- Film poster
- Directed by: Nagaraj Peenya
- Written by: Nagaraj Peenya
- Produced by: R. Varaprasad Shetty Ravishanker Anil
- Starring: Chikkanna Sruthi Hariharan Bullet Prakash Tabla Nani
- Narrated by: Srujan Lokesh
- Cinematography: Nandakumar
- Edited by: Srinivas P. Babu
- Music by: Ravi Basrur
- Production company: Sri Vaishnavi Cine Creations
- Release date: 4 May 2018;
- Country: India
- Language: Kannada

= Bhootayyana Mommaga Ayyu =

Bhootayyana Mommaga Ayyu is a 2018 Indian Kannada-language comedy film written and directed by Nagaraj Peenya. Produced by R. Varaprasad Shetty under the banner of Sri Vaishnavi Cine Creations, the film released on 4 May 2018. Starring Chikkanna as Ayyu, the film also features Bullet Prakash, Sruthi Hariharan, Prashanth Siddhi and Tabla Nani in principal roles. The film marks the 1000th film of Honnavalli Krishna. The film score and soundtrack is composed by Ravi Basrur and the cinematography is by Nandakumar.

Although the title is borrowed from the 1974 film Bhootayyana Maga Ayyu directed by Siddalingaiah, the film's plot makes no connection with it. Actor Lokesh's son Srujan Lokesh was hired as a narrator for this film. Upon release, the film met with negative response from the critics.

The tasks:
(a) Copy everything in the film page from "Bhootayyana Mommaga Ayyu is" down to "is by Nandakumar.".
(b) According to the film page, whose 1000th film is Bhootayyana Mommaga Ayyu?

Extracted material:
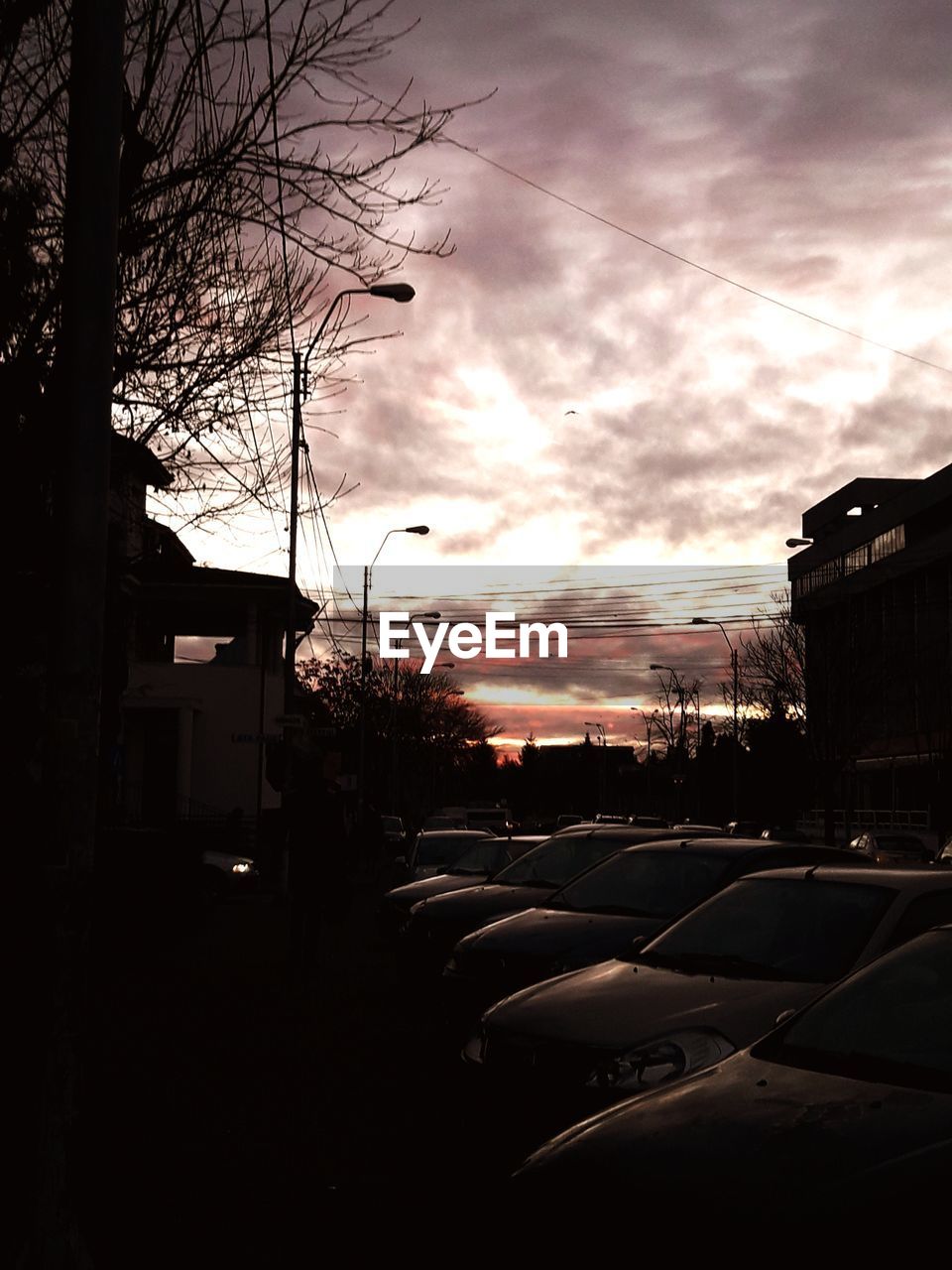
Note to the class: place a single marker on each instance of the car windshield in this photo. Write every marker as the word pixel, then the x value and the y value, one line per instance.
pixel 444 848
pixel 892 1023
pixel 644 884
pixel 802 930
pixel 555 862
pixel 483 858
pixel 897 842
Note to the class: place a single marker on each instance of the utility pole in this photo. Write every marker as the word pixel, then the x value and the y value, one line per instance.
pixel 81 426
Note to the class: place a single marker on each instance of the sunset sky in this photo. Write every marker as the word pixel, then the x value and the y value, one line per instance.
pixel 565 394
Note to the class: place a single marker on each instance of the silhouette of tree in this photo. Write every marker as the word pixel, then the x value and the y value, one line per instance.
pixel 258 178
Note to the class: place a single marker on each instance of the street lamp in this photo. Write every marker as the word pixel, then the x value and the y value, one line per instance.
pixel 362 740
pixel 402 293
pixel 711 621
pixel 682 756
pixel 649 720
pixel 602 774
pixel 433 616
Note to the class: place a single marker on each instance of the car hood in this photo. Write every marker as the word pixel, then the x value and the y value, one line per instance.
pixel 616 1005
pixel 748 1130
pixel 479 905
pixel 546 933
pixel 425 888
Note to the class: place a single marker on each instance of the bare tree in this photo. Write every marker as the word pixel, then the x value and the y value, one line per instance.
pixel 258 177
pixel 674 698
pixel 771 679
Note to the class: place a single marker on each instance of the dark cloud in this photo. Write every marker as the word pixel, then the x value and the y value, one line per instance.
pixel 802 150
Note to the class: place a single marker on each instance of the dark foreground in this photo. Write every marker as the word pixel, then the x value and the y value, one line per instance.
pixel 234 1103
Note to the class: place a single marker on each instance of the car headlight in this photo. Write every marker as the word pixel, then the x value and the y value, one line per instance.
pixel 658 1061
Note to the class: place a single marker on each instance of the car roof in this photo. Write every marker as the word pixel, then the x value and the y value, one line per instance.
pixel 895 879
pixel 726 846
pixel 456 833
pixel 633 833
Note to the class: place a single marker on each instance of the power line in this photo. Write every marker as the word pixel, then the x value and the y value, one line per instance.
pixel 693 264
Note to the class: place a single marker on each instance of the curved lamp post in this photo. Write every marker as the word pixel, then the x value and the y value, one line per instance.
pixel 434 616
pixel 711 621
pixel 402 293
pixel 362 740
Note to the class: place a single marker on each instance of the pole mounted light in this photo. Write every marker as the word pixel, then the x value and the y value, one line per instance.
pixel 735 679
pixel 402 293
pixel 395 691
pixel 362 734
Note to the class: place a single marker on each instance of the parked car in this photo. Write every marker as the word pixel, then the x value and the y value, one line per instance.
pixel 479 864
pixel 892 848
pixel 227 874
pixel 438 924
pixel 708 984
pixel 394 830
pixel 595 917
pixel 436 849
pixel 844 1110
pixel 746 828
pixel 785 833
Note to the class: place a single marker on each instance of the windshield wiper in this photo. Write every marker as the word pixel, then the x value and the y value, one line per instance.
pixel 715 962
pixel 617 911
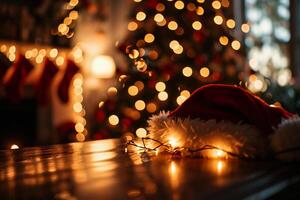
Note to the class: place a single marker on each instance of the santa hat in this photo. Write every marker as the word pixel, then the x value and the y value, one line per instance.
pixel 232 119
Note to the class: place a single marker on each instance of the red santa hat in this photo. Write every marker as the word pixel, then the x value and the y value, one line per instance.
pixel 230 118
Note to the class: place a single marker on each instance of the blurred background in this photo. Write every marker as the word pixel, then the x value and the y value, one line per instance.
pixel 78 70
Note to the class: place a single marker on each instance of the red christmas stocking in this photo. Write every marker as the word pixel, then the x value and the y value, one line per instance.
pixel 4 65
pixel 63 87
pixel 15 78
pixel 44 82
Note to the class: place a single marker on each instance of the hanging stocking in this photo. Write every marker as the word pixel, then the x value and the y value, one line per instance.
pixel 15 78
pixel 44 82
pixel 63 87
pixel 4 65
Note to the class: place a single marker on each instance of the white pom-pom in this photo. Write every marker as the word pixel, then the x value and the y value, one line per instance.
pixel 287 137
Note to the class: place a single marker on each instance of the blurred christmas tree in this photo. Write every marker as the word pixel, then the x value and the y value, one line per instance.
pixel 173 47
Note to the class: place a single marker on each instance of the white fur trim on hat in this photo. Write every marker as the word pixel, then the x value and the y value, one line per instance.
pixel 287 137
pixel 242 139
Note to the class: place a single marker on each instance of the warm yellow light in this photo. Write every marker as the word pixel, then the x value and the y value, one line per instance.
pixel 216 5
pixel 223 40
pixel 180 99
pixel 140 105
pixel 112 91
pixel 187 71
pixel 172 25
pixel 160 86
pixel 185 93
pixel 134 54
pixel 28 54
pixel 173 142
pixel 160 7
pixel 12 57
pixel 140 16
pixel 225 3
pixel 80 137
pixel 236 45
pixel 42 52
pixel 34 52
pixel 174 44
pixel 218 19
pixel 133 90
pixel 132 26
pixel 12 49
pixel 204 72
pixel 151 107
pixel 149 37
pixel 140 85
pixel 3 48
pixel 73 14
pixel 179 5
pixel 73 3
pixel 158 17
pixel 197 25
pixel 53 53
pixel 77 107
pixel 62 28
pixel 178 50
pixel 113 120
pixel 162 23
pixel 79 127
pixel 191 7
pixel 200 10
pixel 103 67
pixel 217 153
pixel 163 96
pixel 60 61
pixel 141 132
pixel 14 146
pixel 245 28
pixel 101 103
pixel 230 23
pixel 141 65
pixel 67 21
pixel 39 59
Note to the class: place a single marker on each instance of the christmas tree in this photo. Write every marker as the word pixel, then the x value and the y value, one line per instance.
pixel 173 47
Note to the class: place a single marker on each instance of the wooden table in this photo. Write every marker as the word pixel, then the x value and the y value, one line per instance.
pixel 102 170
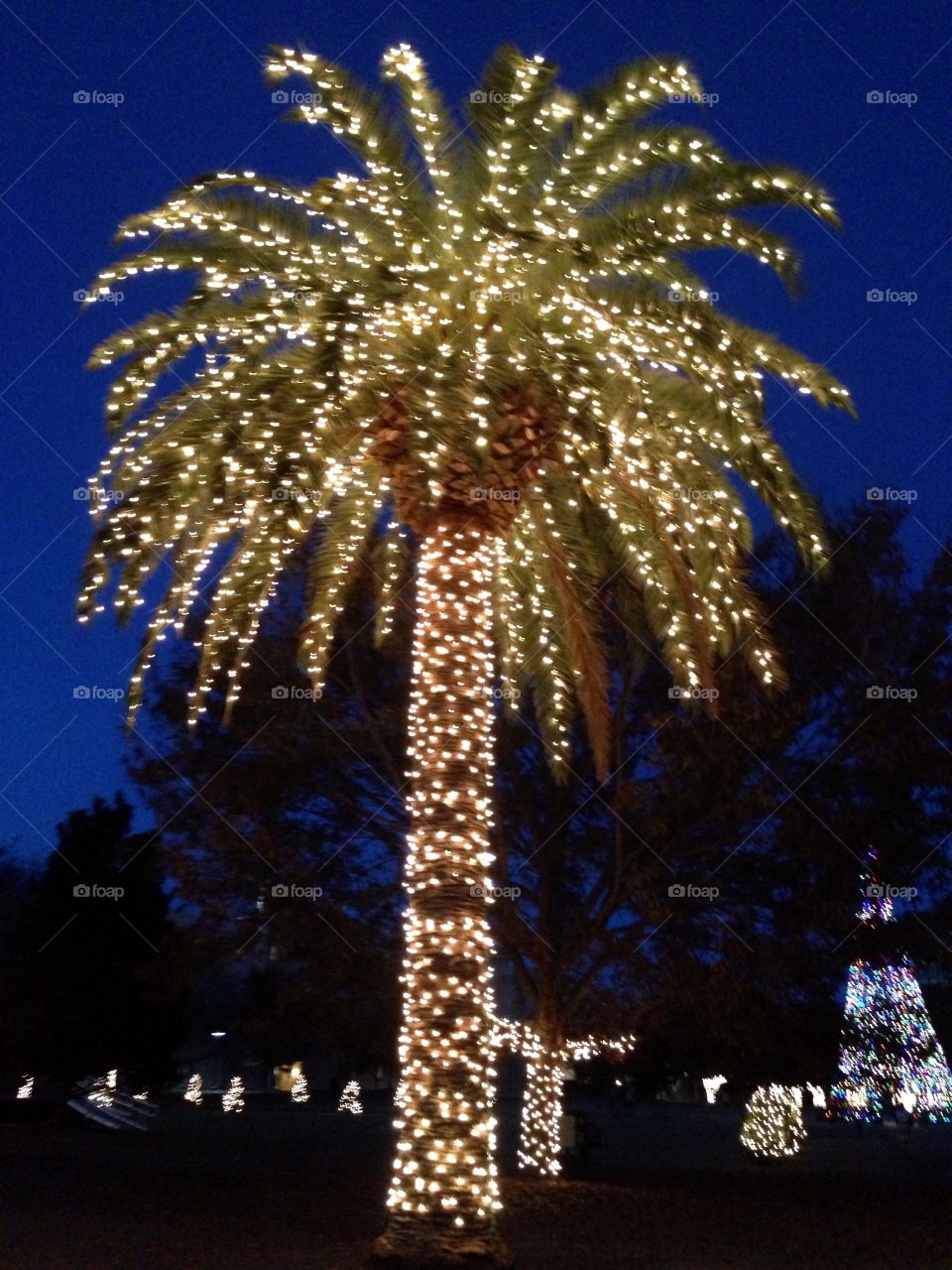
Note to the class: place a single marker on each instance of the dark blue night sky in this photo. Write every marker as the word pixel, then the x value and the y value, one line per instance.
pixel 792 84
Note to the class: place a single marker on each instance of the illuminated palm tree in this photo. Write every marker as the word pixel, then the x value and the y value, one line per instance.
pixel 484 354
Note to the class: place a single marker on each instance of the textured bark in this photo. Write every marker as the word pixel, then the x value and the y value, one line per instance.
pixel 443 1196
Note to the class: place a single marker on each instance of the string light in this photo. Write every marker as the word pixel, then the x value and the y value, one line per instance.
pixel 539 1130
pixel 444 1171
pixel 350 1098
pixel 103 1092
pixel 232 1100
pixel 817 1093
pixel 774 1123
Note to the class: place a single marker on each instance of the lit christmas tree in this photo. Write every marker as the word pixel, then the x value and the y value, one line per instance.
pixel 234 1097
pixel 774 1125
pixel 103 1091
pixel 350 1098
pixel 889 1053
pixel 712 1084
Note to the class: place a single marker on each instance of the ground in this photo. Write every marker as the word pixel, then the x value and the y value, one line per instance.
pixel 299 1188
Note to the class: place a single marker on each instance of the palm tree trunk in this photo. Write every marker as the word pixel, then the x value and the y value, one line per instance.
pixel 539 1129
pixel 443 1196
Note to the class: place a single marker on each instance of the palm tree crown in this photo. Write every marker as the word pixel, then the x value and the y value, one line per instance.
pixel 497 318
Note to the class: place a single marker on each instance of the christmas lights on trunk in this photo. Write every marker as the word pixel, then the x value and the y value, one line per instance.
pixel 462 353
pixel 444 1174
pixel 546 1065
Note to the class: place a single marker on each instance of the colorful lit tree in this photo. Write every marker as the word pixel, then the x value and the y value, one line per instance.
pixel 774 1124
pixel 350 1098
pixel 486 350
pixel 889 1055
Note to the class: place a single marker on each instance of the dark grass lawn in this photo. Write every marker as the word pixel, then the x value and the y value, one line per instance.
pixel 290 1188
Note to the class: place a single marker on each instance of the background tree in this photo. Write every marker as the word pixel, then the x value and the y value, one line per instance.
pixel 93 978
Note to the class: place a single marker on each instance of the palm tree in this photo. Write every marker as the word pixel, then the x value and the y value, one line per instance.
pixel 486 353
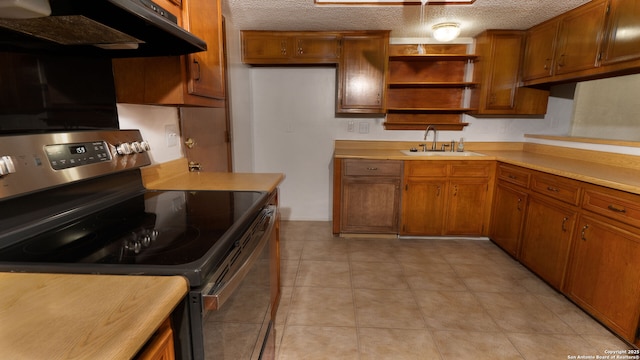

Solutions to each task:
(a)
Bhootayyana Mommaga Ayyu is a 2018 Indian Kannada-language comedy film written and directed by Nagaraj Peenya. Produced by R. Varaprasad Shetty under the banner of Sri Vaishnavi Cine Creations, the film released on 4 May 2018. Starring Chikkanna as Ayyu, the film also features Bullet Prakash, Sruthi Hariharan, Prashanth Siddhi and Tabla Nani in principal roles. The film marks the 1000th film of Honnavalli Krishna. The film score and soundtrack is composed by Ravi Basrur and the cinematography is by Nandakumar.

(b) Honnavalli Krishna's.